- **Set problem**
Write out each entry again. Keep every word exactly as it is.

- **Entries**
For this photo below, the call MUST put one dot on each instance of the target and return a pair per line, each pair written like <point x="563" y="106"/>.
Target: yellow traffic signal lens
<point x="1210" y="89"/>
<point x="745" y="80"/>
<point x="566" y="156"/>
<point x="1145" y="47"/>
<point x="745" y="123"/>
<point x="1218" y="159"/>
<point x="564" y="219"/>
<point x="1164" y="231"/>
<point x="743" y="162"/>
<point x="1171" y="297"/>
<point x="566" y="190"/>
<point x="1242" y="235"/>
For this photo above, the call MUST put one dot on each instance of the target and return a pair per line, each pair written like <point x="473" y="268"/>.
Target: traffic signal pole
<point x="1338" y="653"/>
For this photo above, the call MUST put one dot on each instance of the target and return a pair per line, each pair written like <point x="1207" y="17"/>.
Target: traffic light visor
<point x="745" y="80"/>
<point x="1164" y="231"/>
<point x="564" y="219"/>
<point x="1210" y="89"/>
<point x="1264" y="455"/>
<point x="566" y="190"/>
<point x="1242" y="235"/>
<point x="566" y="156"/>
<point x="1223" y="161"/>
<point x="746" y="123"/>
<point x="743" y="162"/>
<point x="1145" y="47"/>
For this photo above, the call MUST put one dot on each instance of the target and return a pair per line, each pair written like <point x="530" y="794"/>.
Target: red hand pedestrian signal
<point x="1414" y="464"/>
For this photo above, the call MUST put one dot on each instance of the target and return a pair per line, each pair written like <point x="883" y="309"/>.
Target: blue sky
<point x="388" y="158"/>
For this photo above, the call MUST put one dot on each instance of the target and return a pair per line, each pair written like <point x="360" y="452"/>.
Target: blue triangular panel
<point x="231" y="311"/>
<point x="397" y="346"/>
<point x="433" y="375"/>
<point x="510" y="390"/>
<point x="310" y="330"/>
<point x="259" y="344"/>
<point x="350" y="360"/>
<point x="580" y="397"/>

- **Result for this task**
For this photo below, the call MUST put one dot on each instance of the target and return a pair per line, each pair written like <point x="563" y="106"/>.
Target: yellow traffic signal lens
<point x="1210" y="89"/>
<point x="745" y="80"/>
<point x="566" y="156"/>
<point x="1145" y="47"/>
<point x="745" y="123"/>
<point x="1218" y="159"/>
<point x="564" y="219"/>
<point x="1164" y="231"/>
<point x="743" y="162"/>
<point x="1171" y="297"/>
<point x="566" y="190"/>
<point x="1242" y="235"/>
For this photo above, the call MUST put one dot on each instance of the target and return a pair per line, each pair written like <point x="473" y="268"/>.
Target: traffic signal pole
<point x="1338" y="653"/>
For this photo above, the call MUST put one dot on each instance of the target and return a pair per line, each pair written like <point x="1207" y="17"/>.
Target: traffic light visor
<point x="745" y="80"/>
<point x="1164" y="231"/>
<point x="564" y="219"/>
<point x="1210" y="89"/>
<point x="1264" y="455"/>
<point x="566" y="190"/>
<point x="1242" y="235"/>
<point x="566" y="156"/>
<point x="1223" y="161"/>
<point x="746" y="123"/>
<point x="743" y="162"/>
<point x="1145" y="47"/>
For this photo above, the call MUST put one dot on each instance of the target and return a pair per line, each pair written like <point x="530" y="794"/>.
Target: red hand pedestrian signal
<point x="1414" y="464"/>
For this photo above, the call MUST put one dot on each instance of the target and return a pair per line, each pair written like <point x="883" y="309"/>.
Target: blue sky
<point x="388" y="158"/>
For this photo above, the call MUST put one dot on each instance of the target and return a pair per line, each pair written like <point x="360" y="452"/>.
Target: blue triangular panel
<point x="231" y="311"/>
<point x="397" y="346"/>
<point x="433" y="375"/>
<point x="510" y="390"/>
<point x="310" y="330"/>
<point x="259" y="344"/>
<point x="350" y="360"/>
<point x="580" y="397"/>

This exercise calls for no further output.